INFORMATION GIVEN »
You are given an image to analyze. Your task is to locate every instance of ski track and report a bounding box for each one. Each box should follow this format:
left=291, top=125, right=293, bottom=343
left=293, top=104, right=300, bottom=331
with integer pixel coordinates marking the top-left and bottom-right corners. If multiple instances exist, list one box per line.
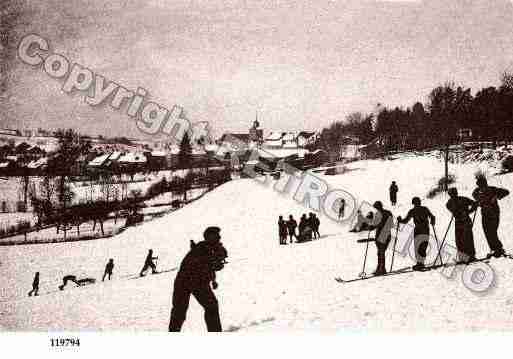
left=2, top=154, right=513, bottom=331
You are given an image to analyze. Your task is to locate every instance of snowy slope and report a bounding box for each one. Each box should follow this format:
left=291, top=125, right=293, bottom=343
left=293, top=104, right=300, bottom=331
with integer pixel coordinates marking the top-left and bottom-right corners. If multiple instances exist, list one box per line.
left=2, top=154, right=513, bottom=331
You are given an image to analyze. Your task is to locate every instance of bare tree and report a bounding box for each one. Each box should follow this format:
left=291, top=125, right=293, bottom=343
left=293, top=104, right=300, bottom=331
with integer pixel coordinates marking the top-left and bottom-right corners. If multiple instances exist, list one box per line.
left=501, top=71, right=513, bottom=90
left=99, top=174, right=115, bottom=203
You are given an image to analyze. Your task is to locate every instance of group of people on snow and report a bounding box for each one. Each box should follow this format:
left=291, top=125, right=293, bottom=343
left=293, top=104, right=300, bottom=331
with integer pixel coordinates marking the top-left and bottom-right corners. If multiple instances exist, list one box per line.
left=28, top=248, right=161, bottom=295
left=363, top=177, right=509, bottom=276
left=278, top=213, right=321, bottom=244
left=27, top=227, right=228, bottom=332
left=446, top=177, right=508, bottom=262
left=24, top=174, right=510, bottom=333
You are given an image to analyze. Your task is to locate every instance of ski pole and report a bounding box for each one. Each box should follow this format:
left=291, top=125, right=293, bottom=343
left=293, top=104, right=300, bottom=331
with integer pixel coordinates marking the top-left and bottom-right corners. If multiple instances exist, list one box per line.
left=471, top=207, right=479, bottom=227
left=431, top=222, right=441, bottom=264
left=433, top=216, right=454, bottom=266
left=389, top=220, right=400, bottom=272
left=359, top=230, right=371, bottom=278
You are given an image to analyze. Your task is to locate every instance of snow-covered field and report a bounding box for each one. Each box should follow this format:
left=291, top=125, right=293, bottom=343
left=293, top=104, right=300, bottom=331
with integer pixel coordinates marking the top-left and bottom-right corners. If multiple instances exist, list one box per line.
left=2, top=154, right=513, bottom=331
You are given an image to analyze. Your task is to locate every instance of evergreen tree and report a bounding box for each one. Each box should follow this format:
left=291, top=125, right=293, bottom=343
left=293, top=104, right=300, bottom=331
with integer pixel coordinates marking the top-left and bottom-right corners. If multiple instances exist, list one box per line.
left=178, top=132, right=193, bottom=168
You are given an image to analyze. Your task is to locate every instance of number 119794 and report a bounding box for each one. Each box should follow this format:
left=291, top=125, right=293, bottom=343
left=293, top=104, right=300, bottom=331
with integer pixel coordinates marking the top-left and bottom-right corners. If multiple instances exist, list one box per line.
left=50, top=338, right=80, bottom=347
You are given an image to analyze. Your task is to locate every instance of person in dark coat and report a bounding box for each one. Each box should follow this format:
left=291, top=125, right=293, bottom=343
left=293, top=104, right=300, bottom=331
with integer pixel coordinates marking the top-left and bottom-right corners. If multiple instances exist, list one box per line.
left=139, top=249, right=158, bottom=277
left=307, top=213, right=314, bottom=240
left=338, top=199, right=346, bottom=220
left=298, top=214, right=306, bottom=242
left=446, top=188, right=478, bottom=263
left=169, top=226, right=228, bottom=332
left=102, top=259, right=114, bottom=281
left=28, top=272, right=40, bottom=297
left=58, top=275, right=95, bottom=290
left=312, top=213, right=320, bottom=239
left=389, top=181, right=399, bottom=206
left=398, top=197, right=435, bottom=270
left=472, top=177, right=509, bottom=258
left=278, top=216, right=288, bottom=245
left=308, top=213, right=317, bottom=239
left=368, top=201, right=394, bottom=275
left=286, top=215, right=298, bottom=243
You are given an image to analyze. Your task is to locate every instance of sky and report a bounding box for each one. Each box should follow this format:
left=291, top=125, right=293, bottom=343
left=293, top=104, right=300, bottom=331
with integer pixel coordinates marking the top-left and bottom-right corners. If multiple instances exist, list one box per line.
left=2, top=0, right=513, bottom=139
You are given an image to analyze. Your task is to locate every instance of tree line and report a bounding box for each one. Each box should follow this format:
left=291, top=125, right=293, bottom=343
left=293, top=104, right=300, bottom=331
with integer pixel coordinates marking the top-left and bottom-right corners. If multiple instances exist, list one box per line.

EXERCISE PROMPT » The answer must be an exact copy of the entries, with the pictures omitted.

TASK ANSWER »
You are given an image to analyze. Your task is to locate every instance of ski track and report a bounding box for each one. Each box should follow this format:
left=291, top=125, right=293, bottom=343
left=293, top=104, right=300, bottom=331
with integer pixel coordinates marking the top-left and bottom-right corners. If multiple instances exist, list one box per line.
left=2, top=154, right=513, bottom=331
You are given an image to analyze. Your task is to locate every instance of snowy slope and report a bounding box for each one. Each box should follow this format:
left=291, top=125, right=293, bottom=343
left=293, top=104, right=300, bottom=331
with integer pixel coordinates marking the top-left and bottom-right corners. If multiple instances exist, list one box per line.
left=2, top=154, right=513, bottom=331
You are given an image to analyze. Your task is to locate every instance of bare tree and report a bounding box for each one. Each box should follow this format:
left=291, top=125, right=293, bottom=343
left=293, top=104, right=300, bottom=331
with integer pixel coordinates marking the top-left and bottom-right corners. If multiple instances exist, list one box per line.
left=501, top=71, right=513, bottom=90
left=99, top=174, right=115, bottom=203
You are given an image to analyze. Your task is to locate every instance of group of people on snow and report a bounding box for each one. Each box should follow this format:
left=291, top=125, right=293, bottom=343
left=293, top=104, right=300, bottom=331
with integer pixel coordinates marking the top-left and bottom-right corners. If multiple instances exist, list one box per line.
left=28, top=248, right=161, bottom=295
left=363, top=177, right=509, bottom=276
left=278, top=213, right=321, bottom=244
left=27, top=227, right=228, bottom=332
left=446, top=177, right=508, bottom=262
left=24, top=174, right=510, bottom=333
You are given an image to analyze. Your task is to locate every instance of ski pole and report a bounding box for each one. Each box should follow this format:
left=291, top=125, right=293, bottom=343
left=293, top=104, right=300, bottom=331
with integer pixel coordinates marking the top-left and bottom-right corners. If multiple instances exist, list one box per line.
left=471, top=207, right=479, bottom=227
left=431, top=222, right=441, bottom=264
left=433, top=216, right=454, bottom=266
left=389, top=220, right=400, bottom=272
left=359, top=230, right=371, bottom=278
You are given an image to analyze. Your task is to locate every instance of snow-covered field and report a bounding box for each one. Each box should follow this format:
left=291, top=125, right=293, bottom=343
left=293, top=104, right=300, bottom=331
with integer pixel coordinates marking the top-left and bottom-right corners. If multiple instances exist, list one box per line.
left=2, top=154, right=513, bottom=331
You are given an image to analyze. Your task is to locate every instance of evergreen tree and report a bounding box for each one. Each box should follow this format:
left=291, top=125, right=293, bottom=343
left=293, top=104, right=300, bottom=331
with integer pixel coordinates marking the top-left and bottom-right corners. If multiple instances exist, list one box per line.
left=178, top=132, right=193, bottom=168
You are given an image to analyze. Your task is to locate every instance of number 119794 and report a bounding box for each one. Each box should follow this format:
left=291, top=125, right=293, bottom=343
left=293, top=104, right=300, bottom=331
with integer pixel coordinates marking the top-left and bottom-right corners. If multiple instances exist, list one box per line.
left=50, top=338, right=80, bottom=347
You are given an image to analyze. Your task is to locate every instance of person in dark coat and report a bounding box for each one. Each box should follow this format:
left=291, top=125, right=293, bottom=343
left=293, top=104, right=300, bottom=331
with integer pixel coordinates marking the top-left and bottom-right corners. If multiple instances exist, list one box per line.
left=139, top=249, right=158, bottom=277
left=307, top=213, right=314, bottom=240
left=338, top=199, right=346, bottom=220
left=298, top=214, right=306, bottom=242
left=446, top=188, right=478, bottom=263
left=169, top=226, right=228, bottom=332
left=102, top=259, right=114, bottom=281
left=28, top=272, right=40, bottom=297
left=58, top=275, right=95, bottom=290
left=312, top=213, right=320, bottom=239
left=389, top=181, right=399, bottom=206
left=398, top=197, right=435, bottom=270
left=472, top=177, right=509, bottom=258
left=278, top=216, right=288, bottom=245
left=308, top=213, right=317, bottom=239
left=368, top=201, right=394, bottom=275
left=286, top=215, right=298, bottom=243
You are given an image to analyze. Your task is to locate every instance of sky and report a bounding box for each one. Each box should follow this format:
left=291, top=125, right=293, bottom=343
left=293, top=104, right=300, bottom=331
with integer pixel coordinates marking the top-left and bottom-right corners. If multiple instances exist, list one box per line.
left=2, top=0, right=513, bottom=139
You are given an image to analyze. Your task is to locate every instance of tree line and report a bounding box for each one. Each box should follow this format:
left=291, top=125, right=293, bottom=343
left=293, top=104, right=300, bottom=331
with integer pixel coordinates marking the top-left and bottom-right corners. If multiple instances exist, list one box per line.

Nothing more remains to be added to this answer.